── Document text

To test the suitability of WaLP and MaLP for in-gel digests, we obtained a sample of glucose transporter-5 (UniProt accession number P22732) that was expressed in Pichia pastoris and then deglycosylated with PNGase F. After SDS-PAGE, the band was excised and subjected to in-gel digestion separately with trypsin, WaLP, or MaLP according to established protocols. The resulting peptides were analyzed with a 5600 TripleTof (AB Sciex, Framingham, MA) interfaced with a NanoAcquity UPLC (Waters, Inc., Milford, MA). Peptides were separated with a 1-h linear gradient from 5% to 80% mobile phase B at a flow rate of 250 μl/min using a charged-surface hybrid C18 column (75-μm inner diameter by 20-cm length, 2.5-μm particles; Waters). Mobile phase A was 98% water, 2% ACN, 0.1% FA, and 0.005% TFA, and mobile phase B was100% ACN, 0.1% FA, and 0.005% TFA. Precursor spectra (400–1250 m/z) were collected for 0.25 s, and then MS/MS (50–2000 m/z) of up to 50 of the most intense charge +2, +3, and +4 precursors was conducted for 2.4 s. The minimum intensity for MS/MS selection was 150 counts. Precursors were dynamically excluded for 4 s. The data were analyzed with Protein Prospector as described below.

Proteome Preparation and Digestion

S. pombe cell lysates were a generous gift from Dr. Paul Russell. S. pombe cells were lysed using a bead mill in 50 mm Tris-HCl pH 8.0, 150 mm NaCl, 5 mm EDTA, 10% glycerol, 50 mm NaF, 0.1 mm Na3VO4, 0.2% Nonidet P-40. Lysates were clarified at 15,700 × g for 10 min and the supernatant was removed. Insoluble material from the lysate was re-extracted according to a non-SDS compatible protocol, combined with the soluble material, and precipitated via chloroform/methanol extraction as described previously (25). Protein precipitates were resuspended in 100 mm Tris pH 7.2 containing 1.0% SDC, reduced with 5 mm tri-carboxyethyl phosphine at 60 °C for 30 min, and alkylated with 10 mm NEM at room temperature for 1 h. Tri-carboxyethyl phosphine and NEM were then removed via ultrafiltration with a 10-kDa-cutoff Amicon-4 (EMD Millipore, Billerica, MA) with three 10-fold buffer exchanges into 100 mm Tris pH 7.2 containing 0.1% SDC. The alkylated S. pombe proteome concentration was determined using a BCA assay (Pierce Chemicals, from Thermo Scientific). Samples (150 μg) of S. pombe proteome were separately digested with trypsin, LysC, WaLP, or MaLP at a ratio of 1:100 for 24 h at a total protein concentration of 0.5 mg/ml, and SDC was removed by acidification with 5% FA, extracted with ethyl acetate, and purified by SepPak C18 (Waters) purification as described previously (26, 27).

────
── Entries supplied

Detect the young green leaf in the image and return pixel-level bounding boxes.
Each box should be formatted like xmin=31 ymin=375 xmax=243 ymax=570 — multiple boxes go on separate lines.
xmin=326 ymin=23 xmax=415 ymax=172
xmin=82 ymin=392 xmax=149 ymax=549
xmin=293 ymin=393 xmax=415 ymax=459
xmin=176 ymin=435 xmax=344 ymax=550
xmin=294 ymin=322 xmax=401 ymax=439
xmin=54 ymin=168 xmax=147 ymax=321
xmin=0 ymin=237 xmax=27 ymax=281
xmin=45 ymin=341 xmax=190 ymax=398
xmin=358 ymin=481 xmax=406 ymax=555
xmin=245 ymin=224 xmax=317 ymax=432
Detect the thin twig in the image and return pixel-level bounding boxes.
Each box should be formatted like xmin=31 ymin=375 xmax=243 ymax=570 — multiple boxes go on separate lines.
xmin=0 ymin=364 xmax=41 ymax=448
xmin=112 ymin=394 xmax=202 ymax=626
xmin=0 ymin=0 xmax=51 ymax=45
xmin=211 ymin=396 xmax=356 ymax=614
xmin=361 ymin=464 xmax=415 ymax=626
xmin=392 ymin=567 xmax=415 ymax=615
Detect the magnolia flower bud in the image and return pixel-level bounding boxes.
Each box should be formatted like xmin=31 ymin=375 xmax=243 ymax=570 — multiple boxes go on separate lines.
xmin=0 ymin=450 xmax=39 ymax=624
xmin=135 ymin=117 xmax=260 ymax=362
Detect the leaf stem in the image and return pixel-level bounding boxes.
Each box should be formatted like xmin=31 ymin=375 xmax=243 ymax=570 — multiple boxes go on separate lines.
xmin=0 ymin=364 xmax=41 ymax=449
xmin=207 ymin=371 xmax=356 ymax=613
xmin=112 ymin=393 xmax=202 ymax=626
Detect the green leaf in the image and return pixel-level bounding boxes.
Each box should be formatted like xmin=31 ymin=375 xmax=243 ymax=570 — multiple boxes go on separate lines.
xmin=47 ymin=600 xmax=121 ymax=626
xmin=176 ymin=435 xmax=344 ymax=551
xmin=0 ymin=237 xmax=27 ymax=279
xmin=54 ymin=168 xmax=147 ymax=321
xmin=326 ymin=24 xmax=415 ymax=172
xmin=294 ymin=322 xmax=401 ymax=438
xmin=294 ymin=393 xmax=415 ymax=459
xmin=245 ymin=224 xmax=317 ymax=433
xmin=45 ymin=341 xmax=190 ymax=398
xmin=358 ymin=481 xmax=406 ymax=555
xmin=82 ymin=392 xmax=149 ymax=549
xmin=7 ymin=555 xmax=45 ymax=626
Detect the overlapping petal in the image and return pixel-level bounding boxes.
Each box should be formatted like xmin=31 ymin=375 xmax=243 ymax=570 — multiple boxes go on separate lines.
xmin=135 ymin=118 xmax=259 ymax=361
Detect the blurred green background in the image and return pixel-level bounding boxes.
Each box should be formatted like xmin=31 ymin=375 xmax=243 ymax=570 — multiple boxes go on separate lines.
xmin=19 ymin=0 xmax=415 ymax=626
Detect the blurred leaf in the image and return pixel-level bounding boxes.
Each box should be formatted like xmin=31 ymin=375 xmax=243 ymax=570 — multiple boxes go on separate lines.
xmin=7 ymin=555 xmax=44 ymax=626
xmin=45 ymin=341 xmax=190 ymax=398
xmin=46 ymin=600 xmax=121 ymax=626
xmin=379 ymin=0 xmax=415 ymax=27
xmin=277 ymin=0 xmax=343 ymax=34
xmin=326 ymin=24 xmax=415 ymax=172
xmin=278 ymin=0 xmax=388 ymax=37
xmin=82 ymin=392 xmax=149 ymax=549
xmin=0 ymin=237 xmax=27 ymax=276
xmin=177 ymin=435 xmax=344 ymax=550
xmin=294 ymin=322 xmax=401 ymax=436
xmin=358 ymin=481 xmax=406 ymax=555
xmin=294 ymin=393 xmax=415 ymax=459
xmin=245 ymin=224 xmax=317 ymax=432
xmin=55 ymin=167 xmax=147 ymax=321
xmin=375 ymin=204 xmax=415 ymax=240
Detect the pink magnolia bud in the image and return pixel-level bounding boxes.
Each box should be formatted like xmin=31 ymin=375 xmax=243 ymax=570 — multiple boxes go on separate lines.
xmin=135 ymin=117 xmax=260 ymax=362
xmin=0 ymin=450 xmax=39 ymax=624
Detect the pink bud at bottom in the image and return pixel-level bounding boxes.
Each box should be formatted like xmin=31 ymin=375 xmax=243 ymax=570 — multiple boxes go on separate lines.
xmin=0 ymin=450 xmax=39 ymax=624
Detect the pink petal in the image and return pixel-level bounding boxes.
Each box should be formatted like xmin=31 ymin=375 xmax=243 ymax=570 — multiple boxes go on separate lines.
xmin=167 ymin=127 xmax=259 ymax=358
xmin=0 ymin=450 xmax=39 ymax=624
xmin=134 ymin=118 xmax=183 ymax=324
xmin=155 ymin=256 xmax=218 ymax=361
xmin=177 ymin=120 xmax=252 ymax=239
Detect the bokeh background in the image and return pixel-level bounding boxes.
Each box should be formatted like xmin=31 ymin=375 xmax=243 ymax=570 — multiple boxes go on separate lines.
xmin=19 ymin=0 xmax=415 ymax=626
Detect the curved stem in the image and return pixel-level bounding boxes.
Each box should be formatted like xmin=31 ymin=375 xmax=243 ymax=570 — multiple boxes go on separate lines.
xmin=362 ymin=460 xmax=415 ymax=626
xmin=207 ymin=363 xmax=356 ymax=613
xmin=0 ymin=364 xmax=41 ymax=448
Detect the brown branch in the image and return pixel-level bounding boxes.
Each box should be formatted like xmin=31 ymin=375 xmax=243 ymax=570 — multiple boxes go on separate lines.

────

◆ **Work instructions**
(1) In the methods text, what was the minimum intensity for MS/MS selection?
(2) List every enzyme that the methods text says was used to digest the S. pombe proteome samples.
(3) Continue the methods text from the point where it stops.
The data has nothing to do with the methods text.

◆ **Results**
(1) 150 counts

(2) Trypsin, LysC, WaLP, MaLP

(3)
MS Activation Comparisons

A series of analyses of mixtures of known proteins and of unseparated proteome digests were performed in order to determine the best activation parameters for the MS/MS runs. For these experiments, 0.65-μg samples of S. pombe proteome digest were resuspended in 5 μl of 0.1% FA and injected onto a trap column (Waters Symmetry, 180-μm inner diameter by 20-mm length, 5-μm C18 particles) equilibrated in 0.2% TFA using a Waters NanoAcquity autosampler and binary solvent manager. A 100-μm inner diameter by 15 cm column (packed in-house) containing 3-μm Magic C18 AQ particles was used for peptide separation using a 2.5-h gradient of 2% to 30% B (0.2% TFA in 90% ACN) at a flow rate of 0.6 μl/min. The total run time was 1.5 h for the standard protein mix and 3 h for the S. pombe digests, including column flush and re-equilibration. Eluting peptides were electrosprayed at 2.7 kV using a Proxeon Nanospray Flex Ion Source interfaced to LTQ-Orbitrap Velos hybrid mass spectrometer (Thermo Fisher, Waltham, MA) using a precursor scan from 350–1400 m/z and a target resolution of 30,000 in profile mode. Unassigned and +1 precursor charge states were excluded, and dynamic exclusion was enabled for 45 s allowing one repeat and using sequential activation of the top five precursors using CID, then ETD, then HCD with the FT mass analyzer. The scan rate for this experiment was 1.2 spectra per second. Additional experiments were performed in which the top 10 precursors were sequentially targeted with CID and then ETD using the ion trap as the mass analyzer and in which the top 10 precursors were targeted using a data-dependent decision tree (ddDT) approach (28) to activate all +2 precursor charge states with CID and all +3 or greater precursor charge states with ETD. As expected, the faster scan rate of the ion trap yielded more peptide identifications than data from the higher resolution FT mass analyzer. The results from these experiments demonstrated the utility of the ddDT approach, which was then used to analyze the fully separated S. pombe proteome digests.

High-pH Fractionation of Proteome Samples

Peptide fractionation via high-pH reverse-phase (HPRP) was performed as described previously (29). Briefly, lyophilized peptides were resuspended in 1.15 ml of 20 mm ammonium formate (NH4HCO2), pH 10 (HPRP mobile phase A). HPRP buffer B was 80% ACN with 20% 20 mm NH4HCO2, pH 10. Peptides were separated over a 100 × 2.1 mm Waters C18 BEH column (5-μm particles) maintained at 40 °C. Samples (1.05 ml) were loaded at a flow rate of 0.5 ml/min over 7 min in 98% A, and peptides were eluted with a gradient from 2% to 100% B over 27 min. Fifty-four 0.5-ml fractions were collected into 100 μl of 10% FA, and fractions were pooled according to the method of Smith's lab to yield 18 final pooled fractions that were lyophilized and stored at −80 °C until nano-LC-MS/MS analysis (29).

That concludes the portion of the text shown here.